## [YOUR TASK]
Reproduce the lines that follow verbatim, with no changes.

## [Labeled-object pointing entries]

::::

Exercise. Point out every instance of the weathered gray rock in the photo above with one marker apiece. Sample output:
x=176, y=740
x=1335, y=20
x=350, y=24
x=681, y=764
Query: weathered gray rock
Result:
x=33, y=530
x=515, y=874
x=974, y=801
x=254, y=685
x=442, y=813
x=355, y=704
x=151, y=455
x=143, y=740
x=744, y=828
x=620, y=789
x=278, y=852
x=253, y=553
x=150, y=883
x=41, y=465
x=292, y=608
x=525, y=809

::::

## [SOLUTION TO THIS EXERCISE]
Exercise. Point out every instance of the weathered gray rock in the photo above with one marker apiece. Sample output:
x=176, y=740
x=1335, y=20
x=350, y=24
x=681, y=764
Query: weathered gray rock
Result:
x=33, y=530
x=515, y=874
x=974, y=801
x=254, y=685
x=442, y=813
x=355, y=704
x=151, y=455
x=143, y=740
x=744, y=828
x=620, y=789
x=278, y=852
x=253, y=553
x=150, y=883
x=41, y=465
x=292, y=608
x=525, y=809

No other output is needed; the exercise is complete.